◆ PROBLEM TO SOLVE: Your output is the line containing "Could you point to the floral pillow" plus all lines after it to the end of the records, reproduced exactly, with nothing else.

◆ Natural-language object grounding data:
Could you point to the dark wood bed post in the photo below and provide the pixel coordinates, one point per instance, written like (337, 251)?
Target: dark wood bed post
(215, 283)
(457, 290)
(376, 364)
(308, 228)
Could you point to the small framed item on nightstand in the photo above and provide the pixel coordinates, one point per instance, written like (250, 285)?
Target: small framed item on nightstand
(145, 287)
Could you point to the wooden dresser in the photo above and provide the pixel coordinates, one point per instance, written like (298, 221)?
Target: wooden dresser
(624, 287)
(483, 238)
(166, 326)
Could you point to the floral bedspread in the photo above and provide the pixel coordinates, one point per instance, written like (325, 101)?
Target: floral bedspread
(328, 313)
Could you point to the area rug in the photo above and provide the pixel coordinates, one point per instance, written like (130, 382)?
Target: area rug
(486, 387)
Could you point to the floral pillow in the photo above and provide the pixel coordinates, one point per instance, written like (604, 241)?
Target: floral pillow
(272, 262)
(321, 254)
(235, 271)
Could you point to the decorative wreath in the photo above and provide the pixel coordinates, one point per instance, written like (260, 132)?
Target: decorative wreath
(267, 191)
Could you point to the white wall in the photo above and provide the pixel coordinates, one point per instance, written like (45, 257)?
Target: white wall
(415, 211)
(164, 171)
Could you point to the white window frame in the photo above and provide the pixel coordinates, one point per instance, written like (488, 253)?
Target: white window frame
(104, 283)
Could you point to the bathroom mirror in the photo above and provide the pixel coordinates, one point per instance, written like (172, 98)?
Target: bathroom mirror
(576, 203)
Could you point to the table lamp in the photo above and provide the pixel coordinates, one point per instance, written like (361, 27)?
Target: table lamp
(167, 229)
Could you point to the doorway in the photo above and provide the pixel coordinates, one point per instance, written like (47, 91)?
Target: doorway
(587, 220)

◆ FINISHED EXERCISE:
Could you point to the floral pillow in the photo above and provide the pixel coordinates, one point per instance, written like (604, 241)?
Target: floral pillow
(272, 262)
(321, 254)
(235, 271)
Could you point to the decorative wreath in the photo above and provide the pixel coordinates, one point per instance, written like (260, 132)?
Target: decorative wreath
(267, 191)
Could you point to the white wall in the photo above and provide the pixel coordinates, one point per instance, written like (45, 257)?
Target: white wall
(415, 211)
(164, 171)
Could you point to the white window frame in the photo above and provide the pixel coordinates, one point per instance, written like (488, 253)?
Target: white window frame
(104, 283)
Could you point to the bathroom mirror in the photo above and provide the pixel coordinates, one point per instance, written like (172, 98)?
Target: bathroom mirror
(576, 203)
Could you point to the table lamp in the photo above and provide the pixel coordinates, one point per instance, written like (361, 27)?
Target: table lamp
(167, 229)
Could you point to the doorway in the photo above and provide the pixel coordinates, one point per instance, written like (47, 91)?
Target: doorway
(587, 220)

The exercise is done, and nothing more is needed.